*DATA FOR PROCESSING*.
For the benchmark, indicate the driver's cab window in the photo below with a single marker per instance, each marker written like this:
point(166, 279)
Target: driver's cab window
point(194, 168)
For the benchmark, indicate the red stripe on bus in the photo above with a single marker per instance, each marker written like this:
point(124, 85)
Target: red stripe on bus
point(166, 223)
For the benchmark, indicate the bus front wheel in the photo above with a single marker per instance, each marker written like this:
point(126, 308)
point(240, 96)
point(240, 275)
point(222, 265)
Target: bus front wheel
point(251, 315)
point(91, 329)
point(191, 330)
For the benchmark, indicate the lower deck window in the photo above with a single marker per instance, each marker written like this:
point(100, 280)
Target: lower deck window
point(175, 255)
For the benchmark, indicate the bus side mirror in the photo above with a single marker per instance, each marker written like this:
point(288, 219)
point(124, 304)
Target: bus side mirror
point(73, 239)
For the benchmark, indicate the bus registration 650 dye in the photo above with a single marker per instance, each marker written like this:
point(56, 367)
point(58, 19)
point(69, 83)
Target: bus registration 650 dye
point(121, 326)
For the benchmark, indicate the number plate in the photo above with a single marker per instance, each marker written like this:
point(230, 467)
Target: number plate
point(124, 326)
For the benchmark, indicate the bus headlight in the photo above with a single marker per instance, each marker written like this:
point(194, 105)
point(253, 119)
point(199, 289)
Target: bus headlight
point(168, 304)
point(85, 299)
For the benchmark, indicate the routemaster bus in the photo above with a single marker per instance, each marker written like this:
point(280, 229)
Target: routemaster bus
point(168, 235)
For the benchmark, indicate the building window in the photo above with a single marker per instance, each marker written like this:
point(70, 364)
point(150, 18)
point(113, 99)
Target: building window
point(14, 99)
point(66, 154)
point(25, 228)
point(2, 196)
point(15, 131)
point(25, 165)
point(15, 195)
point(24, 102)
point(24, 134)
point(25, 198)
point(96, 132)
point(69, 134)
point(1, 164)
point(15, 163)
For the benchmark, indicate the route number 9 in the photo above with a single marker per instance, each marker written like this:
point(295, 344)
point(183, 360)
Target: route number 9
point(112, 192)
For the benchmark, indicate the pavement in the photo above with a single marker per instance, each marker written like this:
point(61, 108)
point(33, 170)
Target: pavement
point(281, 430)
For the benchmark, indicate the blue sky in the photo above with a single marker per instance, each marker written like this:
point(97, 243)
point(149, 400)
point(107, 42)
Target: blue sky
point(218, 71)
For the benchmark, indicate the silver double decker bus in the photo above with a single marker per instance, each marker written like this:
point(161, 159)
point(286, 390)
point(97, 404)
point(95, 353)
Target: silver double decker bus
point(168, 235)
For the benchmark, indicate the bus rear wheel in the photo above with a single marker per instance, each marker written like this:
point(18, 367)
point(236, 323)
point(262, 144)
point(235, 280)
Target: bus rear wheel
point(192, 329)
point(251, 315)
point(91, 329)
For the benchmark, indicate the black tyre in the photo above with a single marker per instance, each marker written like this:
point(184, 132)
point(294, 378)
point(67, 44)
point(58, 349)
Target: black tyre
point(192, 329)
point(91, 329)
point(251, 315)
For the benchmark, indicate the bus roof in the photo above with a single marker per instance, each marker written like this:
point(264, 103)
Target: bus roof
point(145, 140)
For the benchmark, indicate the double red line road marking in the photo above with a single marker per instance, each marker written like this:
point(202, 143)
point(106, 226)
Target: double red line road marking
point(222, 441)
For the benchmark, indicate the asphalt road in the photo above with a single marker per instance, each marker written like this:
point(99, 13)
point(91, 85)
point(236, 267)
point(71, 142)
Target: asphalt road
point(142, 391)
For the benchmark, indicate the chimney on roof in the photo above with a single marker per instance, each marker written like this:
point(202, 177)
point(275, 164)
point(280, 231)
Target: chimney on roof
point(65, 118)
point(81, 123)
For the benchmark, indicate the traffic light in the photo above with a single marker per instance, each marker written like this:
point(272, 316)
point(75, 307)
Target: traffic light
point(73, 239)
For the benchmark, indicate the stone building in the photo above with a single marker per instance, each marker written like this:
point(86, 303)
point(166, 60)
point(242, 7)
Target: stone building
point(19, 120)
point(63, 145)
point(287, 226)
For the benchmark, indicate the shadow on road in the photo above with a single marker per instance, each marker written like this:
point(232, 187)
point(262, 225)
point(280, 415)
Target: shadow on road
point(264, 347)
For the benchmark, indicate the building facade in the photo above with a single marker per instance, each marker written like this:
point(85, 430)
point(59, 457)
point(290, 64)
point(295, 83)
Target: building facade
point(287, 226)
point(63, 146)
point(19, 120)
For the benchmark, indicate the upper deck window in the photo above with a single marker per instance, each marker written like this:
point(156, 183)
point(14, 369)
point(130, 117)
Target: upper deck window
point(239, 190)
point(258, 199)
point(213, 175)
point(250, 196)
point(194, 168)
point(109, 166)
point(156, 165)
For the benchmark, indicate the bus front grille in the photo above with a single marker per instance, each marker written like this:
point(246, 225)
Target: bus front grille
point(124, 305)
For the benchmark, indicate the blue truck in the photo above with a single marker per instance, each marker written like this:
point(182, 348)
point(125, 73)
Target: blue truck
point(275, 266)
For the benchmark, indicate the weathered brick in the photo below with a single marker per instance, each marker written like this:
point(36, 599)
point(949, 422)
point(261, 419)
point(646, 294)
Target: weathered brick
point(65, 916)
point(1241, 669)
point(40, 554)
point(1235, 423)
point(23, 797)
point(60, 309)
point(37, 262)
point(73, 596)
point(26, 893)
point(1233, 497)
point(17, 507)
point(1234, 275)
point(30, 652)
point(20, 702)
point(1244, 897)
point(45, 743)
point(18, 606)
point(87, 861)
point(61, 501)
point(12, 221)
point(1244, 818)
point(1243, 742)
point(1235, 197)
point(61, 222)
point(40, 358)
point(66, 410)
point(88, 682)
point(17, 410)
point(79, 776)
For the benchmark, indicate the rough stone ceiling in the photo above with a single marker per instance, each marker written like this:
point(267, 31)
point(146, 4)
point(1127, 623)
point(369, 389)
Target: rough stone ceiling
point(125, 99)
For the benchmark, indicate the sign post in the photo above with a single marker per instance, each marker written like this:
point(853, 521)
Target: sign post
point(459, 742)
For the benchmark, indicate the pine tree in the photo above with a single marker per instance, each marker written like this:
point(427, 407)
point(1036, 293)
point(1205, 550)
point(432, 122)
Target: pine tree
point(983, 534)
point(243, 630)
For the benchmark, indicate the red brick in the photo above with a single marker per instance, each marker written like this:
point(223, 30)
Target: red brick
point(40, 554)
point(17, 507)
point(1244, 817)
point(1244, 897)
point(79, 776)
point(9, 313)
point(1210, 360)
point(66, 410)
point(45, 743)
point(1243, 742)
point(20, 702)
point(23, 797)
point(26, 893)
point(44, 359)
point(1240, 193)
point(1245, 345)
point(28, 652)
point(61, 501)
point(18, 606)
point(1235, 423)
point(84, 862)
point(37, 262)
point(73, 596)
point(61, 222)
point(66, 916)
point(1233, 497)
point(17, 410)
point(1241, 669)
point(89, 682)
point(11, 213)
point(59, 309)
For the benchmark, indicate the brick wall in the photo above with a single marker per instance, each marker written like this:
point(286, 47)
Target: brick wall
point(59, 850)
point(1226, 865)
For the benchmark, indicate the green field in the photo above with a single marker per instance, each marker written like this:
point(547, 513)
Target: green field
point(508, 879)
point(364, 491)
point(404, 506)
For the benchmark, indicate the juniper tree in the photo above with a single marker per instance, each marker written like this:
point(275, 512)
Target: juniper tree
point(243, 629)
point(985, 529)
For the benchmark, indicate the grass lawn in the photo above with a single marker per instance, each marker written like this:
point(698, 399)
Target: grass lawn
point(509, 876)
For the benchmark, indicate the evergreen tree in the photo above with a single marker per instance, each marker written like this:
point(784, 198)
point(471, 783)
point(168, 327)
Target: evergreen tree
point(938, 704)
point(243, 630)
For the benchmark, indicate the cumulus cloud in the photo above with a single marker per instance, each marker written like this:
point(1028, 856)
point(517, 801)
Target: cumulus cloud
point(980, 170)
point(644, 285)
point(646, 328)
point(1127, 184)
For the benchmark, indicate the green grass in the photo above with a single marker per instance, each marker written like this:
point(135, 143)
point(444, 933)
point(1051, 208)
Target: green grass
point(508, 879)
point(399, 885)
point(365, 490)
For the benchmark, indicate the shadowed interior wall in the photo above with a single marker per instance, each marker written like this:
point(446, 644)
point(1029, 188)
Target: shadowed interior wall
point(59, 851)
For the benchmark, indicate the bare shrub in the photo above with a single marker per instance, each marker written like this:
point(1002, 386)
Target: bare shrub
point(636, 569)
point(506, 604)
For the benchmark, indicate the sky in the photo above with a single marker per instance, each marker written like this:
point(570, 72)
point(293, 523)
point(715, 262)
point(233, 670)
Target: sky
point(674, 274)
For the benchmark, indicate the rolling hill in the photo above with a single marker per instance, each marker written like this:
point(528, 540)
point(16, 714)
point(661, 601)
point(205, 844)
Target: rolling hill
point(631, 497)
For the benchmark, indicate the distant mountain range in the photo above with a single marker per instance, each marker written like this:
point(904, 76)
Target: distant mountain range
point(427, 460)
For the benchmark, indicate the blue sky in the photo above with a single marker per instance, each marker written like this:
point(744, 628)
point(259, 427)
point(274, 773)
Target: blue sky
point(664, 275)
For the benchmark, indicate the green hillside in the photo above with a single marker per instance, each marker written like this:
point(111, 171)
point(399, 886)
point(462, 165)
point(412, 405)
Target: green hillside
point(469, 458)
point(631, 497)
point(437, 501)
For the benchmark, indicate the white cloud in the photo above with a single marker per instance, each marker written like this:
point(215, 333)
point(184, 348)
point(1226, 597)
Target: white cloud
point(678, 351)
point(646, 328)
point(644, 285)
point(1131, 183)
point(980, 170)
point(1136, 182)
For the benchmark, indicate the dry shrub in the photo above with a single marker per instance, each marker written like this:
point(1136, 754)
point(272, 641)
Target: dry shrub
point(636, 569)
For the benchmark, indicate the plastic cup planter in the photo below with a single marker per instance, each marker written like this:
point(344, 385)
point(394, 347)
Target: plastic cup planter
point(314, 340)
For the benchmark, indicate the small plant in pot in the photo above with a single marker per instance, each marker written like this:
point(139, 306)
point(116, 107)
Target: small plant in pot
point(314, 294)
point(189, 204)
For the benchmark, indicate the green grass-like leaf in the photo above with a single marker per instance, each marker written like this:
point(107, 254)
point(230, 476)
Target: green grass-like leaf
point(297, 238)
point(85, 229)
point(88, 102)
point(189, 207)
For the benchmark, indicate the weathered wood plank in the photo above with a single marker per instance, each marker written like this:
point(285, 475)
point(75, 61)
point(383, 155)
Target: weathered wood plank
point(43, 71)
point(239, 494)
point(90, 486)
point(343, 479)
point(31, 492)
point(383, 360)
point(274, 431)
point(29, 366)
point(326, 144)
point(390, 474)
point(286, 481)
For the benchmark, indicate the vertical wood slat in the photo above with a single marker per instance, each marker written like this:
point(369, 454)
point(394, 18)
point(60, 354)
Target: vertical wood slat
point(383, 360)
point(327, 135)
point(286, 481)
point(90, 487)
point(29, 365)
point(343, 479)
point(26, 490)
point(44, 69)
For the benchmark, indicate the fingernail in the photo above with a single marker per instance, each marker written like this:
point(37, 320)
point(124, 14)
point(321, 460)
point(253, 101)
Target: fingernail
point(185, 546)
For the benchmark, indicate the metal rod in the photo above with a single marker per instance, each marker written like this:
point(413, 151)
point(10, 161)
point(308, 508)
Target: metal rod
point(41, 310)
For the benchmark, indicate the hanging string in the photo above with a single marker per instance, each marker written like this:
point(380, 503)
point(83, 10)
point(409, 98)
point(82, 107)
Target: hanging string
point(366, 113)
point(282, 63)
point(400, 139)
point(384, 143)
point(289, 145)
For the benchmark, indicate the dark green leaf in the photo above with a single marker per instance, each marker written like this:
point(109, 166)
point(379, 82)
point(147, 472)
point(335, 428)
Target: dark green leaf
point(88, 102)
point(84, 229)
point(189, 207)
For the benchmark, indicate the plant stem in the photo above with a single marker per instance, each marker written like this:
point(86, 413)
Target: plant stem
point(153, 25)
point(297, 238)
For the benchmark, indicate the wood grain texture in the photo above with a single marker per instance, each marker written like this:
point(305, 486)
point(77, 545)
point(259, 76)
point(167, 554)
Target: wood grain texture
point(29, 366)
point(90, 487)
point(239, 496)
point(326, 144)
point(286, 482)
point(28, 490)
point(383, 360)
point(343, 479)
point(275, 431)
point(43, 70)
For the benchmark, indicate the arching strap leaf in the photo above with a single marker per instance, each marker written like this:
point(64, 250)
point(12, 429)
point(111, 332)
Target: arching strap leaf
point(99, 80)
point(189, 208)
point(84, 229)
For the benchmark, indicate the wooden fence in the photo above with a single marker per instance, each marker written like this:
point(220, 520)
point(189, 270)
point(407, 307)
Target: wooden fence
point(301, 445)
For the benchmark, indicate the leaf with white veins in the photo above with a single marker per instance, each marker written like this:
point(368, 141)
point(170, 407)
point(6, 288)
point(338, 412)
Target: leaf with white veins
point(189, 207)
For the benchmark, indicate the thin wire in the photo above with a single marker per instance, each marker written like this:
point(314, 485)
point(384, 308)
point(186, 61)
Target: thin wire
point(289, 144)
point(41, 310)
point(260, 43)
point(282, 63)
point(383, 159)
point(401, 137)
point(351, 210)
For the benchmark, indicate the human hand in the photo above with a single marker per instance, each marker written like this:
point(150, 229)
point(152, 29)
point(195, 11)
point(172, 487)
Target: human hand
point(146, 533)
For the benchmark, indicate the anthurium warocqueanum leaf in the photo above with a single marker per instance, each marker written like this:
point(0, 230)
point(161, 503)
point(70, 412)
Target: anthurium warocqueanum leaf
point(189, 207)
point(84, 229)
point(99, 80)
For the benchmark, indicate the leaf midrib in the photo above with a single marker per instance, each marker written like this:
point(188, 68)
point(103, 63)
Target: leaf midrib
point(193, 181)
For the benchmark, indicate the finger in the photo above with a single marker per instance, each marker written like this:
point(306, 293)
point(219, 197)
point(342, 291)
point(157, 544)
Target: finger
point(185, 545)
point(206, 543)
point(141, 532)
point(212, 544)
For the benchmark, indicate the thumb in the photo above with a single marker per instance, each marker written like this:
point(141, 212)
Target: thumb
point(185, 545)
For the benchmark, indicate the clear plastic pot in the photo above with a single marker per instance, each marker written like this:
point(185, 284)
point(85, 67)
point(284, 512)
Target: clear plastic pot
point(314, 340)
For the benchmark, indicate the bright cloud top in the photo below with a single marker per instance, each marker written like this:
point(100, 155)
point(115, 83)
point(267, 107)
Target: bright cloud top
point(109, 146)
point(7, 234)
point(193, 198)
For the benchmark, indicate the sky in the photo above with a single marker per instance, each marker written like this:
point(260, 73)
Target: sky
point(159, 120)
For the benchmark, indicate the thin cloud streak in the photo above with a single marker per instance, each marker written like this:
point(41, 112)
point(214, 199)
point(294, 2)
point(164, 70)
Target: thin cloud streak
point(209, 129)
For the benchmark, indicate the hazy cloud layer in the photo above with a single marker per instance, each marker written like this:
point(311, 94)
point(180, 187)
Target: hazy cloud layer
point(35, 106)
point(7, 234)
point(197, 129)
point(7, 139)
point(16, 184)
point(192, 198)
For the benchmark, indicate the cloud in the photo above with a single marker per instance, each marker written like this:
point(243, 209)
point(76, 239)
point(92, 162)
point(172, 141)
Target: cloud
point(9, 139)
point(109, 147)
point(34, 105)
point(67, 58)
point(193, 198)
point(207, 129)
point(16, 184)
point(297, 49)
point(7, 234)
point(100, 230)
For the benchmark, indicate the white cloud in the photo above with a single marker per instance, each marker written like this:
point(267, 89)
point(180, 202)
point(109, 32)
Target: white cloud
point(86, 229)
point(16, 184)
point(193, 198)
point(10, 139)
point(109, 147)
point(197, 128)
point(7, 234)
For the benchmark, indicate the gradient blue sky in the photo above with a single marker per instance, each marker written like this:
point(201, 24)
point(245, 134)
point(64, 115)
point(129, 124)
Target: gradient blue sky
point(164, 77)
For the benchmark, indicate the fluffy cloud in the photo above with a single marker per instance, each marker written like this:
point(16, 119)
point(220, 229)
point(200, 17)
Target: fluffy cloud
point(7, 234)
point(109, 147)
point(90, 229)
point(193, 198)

*EXERCISE DIRECTIONS*.
Copy the rows from "For the benchmark, indicate the bus headlight" down to "point(85, 299)", switching every "headlight" to "front lamp" and changing nothing else.

*PROBLEM SOLUTION*.
For the benchmark, indicate the bus front lamp in the photo above with a single marker per instance, each marker written like this:
point(194, 105)
point(253, 119)
point(199, 289)
Target: bus front lamp
point(168, 304)
point(85, 299)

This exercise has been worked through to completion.